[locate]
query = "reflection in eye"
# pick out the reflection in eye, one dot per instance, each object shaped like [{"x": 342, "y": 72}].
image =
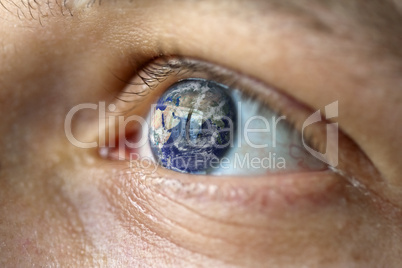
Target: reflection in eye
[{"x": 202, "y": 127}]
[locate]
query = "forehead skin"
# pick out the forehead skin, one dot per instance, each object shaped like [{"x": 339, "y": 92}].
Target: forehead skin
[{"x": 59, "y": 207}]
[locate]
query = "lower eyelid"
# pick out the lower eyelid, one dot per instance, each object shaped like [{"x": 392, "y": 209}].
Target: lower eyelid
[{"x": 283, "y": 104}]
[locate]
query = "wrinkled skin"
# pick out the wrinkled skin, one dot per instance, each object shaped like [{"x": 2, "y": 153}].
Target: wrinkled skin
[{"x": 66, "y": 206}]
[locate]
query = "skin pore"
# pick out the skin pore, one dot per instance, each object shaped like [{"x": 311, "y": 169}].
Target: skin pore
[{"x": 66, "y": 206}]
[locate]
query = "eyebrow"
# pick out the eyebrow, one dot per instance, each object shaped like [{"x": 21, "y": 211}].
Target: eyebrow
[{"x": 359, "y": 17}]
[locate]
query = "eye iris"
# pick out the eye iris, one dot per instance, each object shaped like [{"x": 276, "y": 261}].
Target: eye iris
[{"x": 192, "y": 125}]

...

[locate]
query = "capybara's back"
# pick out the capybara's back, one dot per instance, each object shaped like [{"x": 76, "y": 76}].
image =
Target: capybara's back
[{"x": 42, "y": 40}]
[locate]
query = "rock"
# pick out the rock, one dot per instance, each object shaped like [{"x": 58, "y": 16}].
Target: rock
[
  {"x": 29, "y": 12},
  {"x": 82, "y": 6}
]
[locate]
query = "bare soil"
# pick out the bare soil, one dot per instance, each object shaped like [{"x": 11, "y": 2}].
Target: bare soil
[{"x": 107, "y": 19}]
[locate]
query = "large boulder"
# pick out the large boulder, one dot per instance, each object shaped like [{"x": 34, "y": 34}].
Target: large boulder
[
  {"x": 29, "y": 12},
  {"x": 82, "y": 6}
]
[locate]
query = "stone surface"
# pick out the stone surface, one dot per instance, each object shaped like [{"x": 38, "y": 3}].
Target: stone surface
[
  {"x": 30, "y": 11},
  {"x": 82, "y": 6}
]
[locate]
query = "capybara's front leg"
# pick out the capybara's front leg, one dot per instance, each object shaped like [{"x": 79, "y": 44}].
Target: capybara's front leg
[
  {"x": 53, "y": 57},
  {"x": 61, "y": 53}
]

▶ **EXERCISE**: Count the lines in the data above that contain the string "eyebrow", treating uppercase and lowercase as different. Give only the number.

▶ **CORRECT OUTPUT**: 3